- [TASK REQUIREMENTS]:
Although the data below holds other lines too, output only those from the line with "Target: ambulance headlight" up to and including the line with "Point to the tan", exactly as they appear.

[Start of section]

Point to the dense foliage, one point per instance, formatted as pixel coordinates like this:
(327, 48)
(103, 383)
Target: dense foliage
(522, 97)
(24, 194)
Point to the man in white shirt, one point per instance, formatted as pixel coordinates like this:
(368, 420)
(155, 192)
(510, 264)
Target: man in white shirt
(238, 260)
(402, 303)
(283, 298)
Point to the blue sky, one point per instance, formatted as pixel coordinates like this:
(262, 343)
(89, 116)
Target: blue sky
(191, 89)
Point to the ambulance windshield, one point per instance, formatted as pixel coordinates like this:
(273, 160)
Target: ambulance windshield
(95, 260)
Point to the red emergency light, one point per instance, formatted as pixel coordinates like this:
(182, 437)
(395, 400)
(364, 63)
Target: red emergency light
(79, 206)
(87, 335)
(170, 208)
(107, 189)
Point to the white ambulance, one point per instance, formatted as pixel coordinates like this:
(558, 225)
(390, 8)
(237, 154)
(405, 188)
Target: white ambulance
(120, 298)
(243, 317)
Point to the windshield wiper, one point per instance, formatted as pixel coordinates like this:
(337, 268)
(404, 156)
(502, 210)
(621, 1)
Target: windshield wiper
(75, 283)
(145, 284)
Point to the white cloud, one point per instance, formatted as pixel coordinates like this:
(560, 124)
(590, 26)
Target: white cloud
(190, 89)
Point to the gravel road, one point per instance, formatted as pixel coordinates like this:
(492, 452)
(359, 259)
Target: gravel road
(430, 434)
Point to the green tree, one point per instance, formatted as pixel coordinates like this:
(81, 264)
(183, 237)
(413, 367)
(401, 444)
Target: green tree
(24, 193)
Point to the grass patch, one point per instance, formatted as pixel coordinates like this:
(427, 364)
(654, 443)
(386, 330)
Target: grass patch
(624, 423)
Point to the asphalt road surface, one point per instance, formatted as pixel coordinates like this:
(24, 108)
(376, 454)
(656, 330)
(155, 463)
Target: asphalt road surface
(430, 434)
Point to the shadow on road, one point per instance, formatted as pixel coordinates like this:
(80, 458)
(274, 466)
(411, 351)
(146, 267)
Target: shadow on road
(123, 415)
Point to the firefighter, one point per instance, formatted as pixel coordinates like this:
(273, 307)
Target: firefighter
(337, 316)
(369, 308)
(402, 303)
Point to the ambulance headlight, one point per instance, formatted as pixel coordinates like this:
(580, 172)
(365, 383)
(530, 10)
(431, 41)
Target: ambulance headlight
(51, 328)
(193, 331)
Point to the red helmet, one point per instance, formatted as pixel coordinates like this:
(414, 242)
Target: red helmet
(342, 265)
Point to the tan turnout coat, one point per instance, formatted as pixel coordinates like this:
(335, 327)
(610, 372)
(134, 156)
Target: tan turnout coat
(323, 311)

[End of section]
[Start of section]

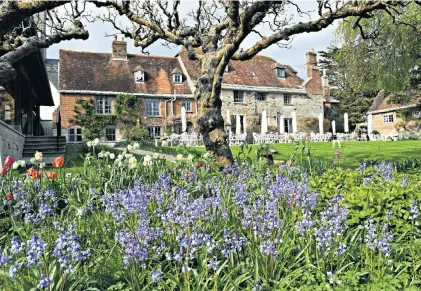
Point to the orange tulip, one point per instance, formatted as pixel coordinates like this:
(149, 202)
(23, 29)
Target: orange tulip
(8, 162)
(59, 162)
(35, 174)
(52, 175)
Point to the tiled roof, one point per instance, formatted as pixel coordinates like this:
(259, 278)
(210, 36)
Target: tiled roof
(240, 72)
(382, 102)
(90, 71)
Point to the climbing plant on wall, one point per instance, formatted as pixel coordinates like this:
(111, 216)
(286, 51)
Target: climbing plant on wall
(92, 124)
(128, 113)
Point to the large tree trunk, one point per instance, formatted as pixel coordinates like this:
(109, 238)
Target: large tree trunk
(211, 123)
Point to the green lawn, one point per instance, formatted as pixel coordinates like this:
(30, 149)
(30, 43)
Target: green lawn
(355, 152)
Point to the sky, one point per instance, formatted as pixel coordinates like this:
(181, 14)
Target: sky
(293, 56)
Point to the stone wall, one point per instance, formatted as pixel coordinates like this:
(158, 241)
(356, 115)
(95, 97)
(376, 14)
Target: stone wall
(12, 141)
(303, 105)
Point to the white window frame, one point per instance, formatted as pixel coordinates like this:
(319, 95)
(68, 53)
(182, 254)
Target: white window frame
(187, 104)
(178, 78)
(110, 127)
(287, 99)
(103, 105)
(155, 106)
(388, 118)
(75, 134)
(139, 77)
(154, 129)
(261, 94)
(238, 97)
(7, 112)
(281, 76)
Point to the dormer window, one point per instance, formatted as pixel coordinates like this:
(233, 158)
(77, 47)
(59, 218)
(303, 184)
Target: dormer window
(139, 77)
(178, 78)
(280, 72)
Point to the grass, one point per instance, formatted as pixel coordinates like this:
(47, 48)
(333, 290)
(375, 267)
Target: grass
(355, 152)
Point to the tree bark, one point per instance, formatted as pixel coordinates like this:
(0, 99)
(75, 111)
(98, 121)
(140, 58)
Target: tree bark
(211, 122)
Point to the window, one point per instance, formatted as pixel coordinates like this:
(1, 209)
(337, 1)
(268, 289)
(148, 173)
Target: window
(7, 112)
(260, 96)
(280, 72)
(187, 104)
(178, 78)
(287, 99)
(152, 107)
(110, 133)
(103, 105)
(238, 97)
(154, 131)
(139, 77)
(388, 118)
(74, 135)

[End of section]

- [RESPONSE TO THIS EXERCISE]:
Target: ambulance headlight
(51, 328)
(193, 331)
Point to the red helmet, one point per instance, formatted as pixel coordinates like this:
(414, 242)
Target: red helmet
(342, 265)
Point to the tan turnout coat, one point per instance, formatted as pixel coordinates like this:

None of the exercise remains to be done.